Passage for review -
*** Begin section ***

# how over is it for me?



## itsoverbuddyboyo (Jan 15, 2019)

I need under eye fillers for sure, my under eye hollowing is completely subhuman. I have too much upper lid exposure, too. Addition to that, I'll need a hair transplant in hopes of ever ascending. Am I hopeless? My gonial angle is also questionable tbh. How much money could I possibly be looking at to spend?


----------



## CupOfCoffee (Jan 15, 2019)

"Ew a creep tried talking to me today" 

No, jk you have potential. Front profile is shit though


----------



## Deleted member 656 (Jan 15, 2019)

You're a long way from over. This would be over:


----------



## SeiGun (Jan 15, 2019)

itsoverbuddyboyo said:


> I need under eye fillers for sure, my under eye hollowing is completely subhuman. I have too much upper lid exposure, too. Addition to that, I'll need a hair transplant in hopes of ever ascending. Am I hopeless? My gonial angle is also questionable tbh. How much money could I possibly be looking at to spend?



if you think you are subhuman, you never seen subhuman


----------



## Coping (Jan 15, 2019)

Far from over, you look good in third pic profile is average as well, hair transplant or hairline lowering would be the most important, then maybe zygomatic-orbital combined implant to help under eye and cheekbones


----------



## itsoverbuddyboyo (Jan 15, 2019)

CupOfCoffee said:


> "Ew a creep tried talking to me today"
> 
> No, jk you have potential. Front profile is shit though


You're right. It's awful.


----------



## Deleted member 443 (Jan 15, 2019)

no fuck off


----------



## Kenma (Jan 15, 2019)

itsoverbuddyboyo said:


> I need under eye fillers for sure, my under eye hollowing is completely subhuman. I have too much upper lid exposure, too. Addition to that, I'll need a hair transplant in hopes of ever ascending. Am I hopeless? My gonial angle is also questionable tbh. How much money could I possibly be looking at to spend?


How can it be over for you when you never had a beginning? 





jk


----------



## itsoverbuddyboyo (Jan 16, 2019)

notafed said:


> no fuck off


why hostility?


----------



## androidcel (Jan 16, 2019)

3.5-4psl imo.


----------



## Autist (Jan 16, 2019)

Normie


----------



## Nibba (Jan 16, 2019)

*** End section ***

Extracted information -
*** Begin section ***

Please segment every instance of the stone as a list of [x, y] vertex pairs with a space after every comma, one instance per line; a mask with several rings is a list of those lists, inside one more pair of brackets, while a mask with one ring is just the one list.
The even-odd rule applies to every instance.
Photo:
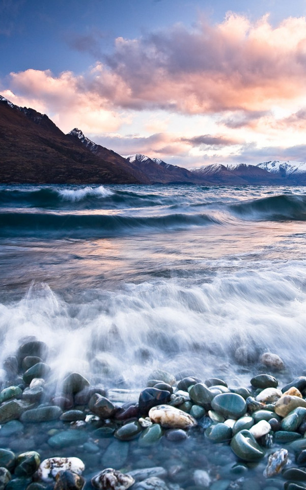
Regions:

*** End section ***
*** Begin section ***

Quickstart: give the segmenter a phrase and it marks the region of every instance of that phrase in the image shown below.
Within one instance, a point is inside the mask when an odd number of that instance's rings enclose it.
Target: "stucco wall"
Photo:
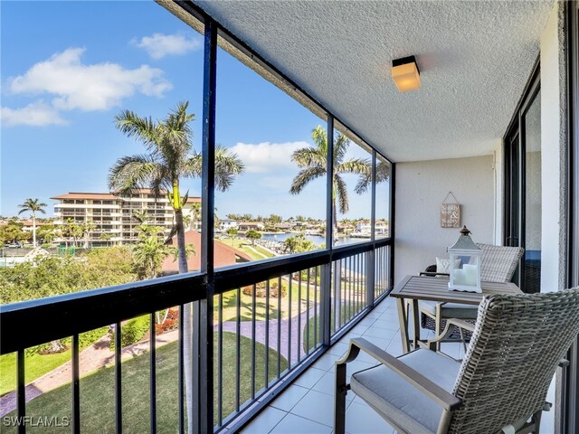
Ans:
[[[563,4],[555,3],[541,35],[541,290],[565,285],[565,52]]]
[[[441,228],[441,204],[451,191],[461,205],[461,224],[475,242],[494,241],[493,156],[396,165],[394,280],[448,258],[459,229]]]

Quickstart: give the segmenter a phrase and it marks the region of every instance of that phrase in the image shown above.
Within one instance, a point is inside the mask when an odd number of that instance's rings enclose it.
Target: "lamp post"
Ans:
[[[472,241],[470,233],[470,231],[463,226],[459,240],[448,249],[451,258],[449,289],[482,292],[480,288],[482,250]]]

*** End section ***

Exercise requirements - Write the next part of the forum thread in which a poster asks how hopeless his looks are and what fillers and a hair transplant might cost, picking up after its last line.

Task answer -
Alarico8 said:


> You're a long way from over. This would be over:
> 
> View attachment 13341


----------



## Sub5virgin (Jan 16, 2019)

5.5-6 psl 

You look more approachable and higher class with the clean shaven look. However, the beard helps with cover up game for your steep mandibular angle. I think you need to meet somewhere in the middle. Try trimming the beard down to long stubble and see how that looks.


----------



## itsoverbuddyboyo (Jan 16, 2019)

Alarico8 said:


> You're a long way from over. This would be over:
> 
> View attachment 13341


is that you?


----------



## GoonCel (Jan 16, 2019)




----------



## RichardSpencel (Jan 16, 2019)

You look like cassidy cambell in the first pic.


----------



## StudyHacks (Jan 16, 2019)

Alarico8 said:


> You're a long way from over. This would be over:
> 
> View attachment 13341


I proposed to Arcbrah yesterday. He dropped the soap. Guess that's a yes.


----------



## HorseFace (Jan 16, 2019)

Alarico8 said:


> You're a long way from over. This would be over:
> 
> View attachment 13341



Isn't over for him tho, he gets girls. He has flaws but he is preety decent looking never the less.


----------



## StudyHacks (Jan 16, 2019)

HorseFace said:


> Isn't over for him tho, he gets girls. He has flaws but he is preety decent looking never the less.


I mean fucking LOL at his prey eyes and feminine lips, not to be mean...


----------



## BoneMAXXING (Jan 16, 2019)

You look average bro.


----------



## Final82 (Jan 16, 2019)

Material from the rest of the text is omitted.